Instructions to follow:
All that is needed is an exact copy of the lines from the beginning of the data below through the line containing "of the smoldering", minus the pictures.

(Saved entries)
▬▬▬
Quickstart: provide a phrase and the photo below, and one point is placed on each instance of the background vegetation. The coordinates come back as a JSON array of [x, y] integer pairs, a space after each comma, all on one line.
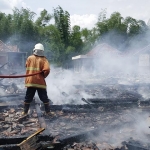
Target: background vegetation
[[61, 41]]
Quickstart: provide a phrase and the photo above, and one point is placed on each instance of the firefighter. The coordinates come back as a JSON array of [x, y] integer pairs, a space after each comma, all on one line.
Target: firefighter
[[36, 63]]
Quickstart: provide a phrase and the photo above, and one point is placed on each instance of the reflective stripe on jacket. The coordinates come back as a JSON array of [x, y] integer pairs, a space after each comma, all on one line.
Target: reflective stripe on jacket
[[35, 64]]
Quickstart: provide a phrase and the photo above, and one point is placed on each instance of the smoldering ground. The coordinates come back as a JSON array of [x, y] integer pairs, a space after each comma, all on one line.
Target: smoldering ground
[[130, 125]]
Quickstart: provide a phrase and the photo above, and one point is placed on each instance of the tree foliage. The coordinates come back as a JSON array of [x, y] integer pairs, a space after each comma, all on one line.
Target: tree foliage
[[62, 41]]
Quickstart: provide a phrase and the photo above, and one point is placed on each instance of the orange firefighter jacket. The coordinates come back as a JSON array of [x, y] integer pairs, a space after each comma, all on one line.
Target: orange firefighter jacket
[[36, 64]]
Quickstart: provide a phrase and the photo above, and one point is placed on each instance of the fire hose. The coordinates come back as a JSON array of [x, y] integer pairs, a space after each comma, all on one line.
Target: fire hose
[[19, 76]]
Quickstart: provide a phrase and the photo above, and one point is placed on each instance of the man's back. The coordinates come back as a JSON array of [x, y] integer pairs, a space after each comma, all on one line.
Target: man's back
[[36, 64]]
▬▬▬
Response area:
Quickstart: provide a phrase and the photo below, and one point is placed on each instance of the background vegetation. The coordinates come back as a JSON array of [x, y] integer pairs, a space after each comma, all on one line.
Target: background vegetation
[[61, 41]]
Quickstart: provide a phrase and the photo above, and one point is placed on each instance of the firefighter. The coordinates come back as a JSON array of [x, y] integer pairs, a space after each comma, all on one line.
Target: firefighter
[[36, 63]]
Quickstart: provide a phrase and the photo above, and one point is placed on each instance of the reflective stripe on jacket. The coordinates come back as a JSON array of [x, y] integer pairs, a space after each comma, all on one line.
Target: reflective stripe on jacket
[[35, 64]]
Quickstart: provide a phrase and the photo above, and one point is placed on each instance of the smoldering ground. The coordinates come back as a JSON array of [x, y] integer pairs, a space after each comma, all on one line.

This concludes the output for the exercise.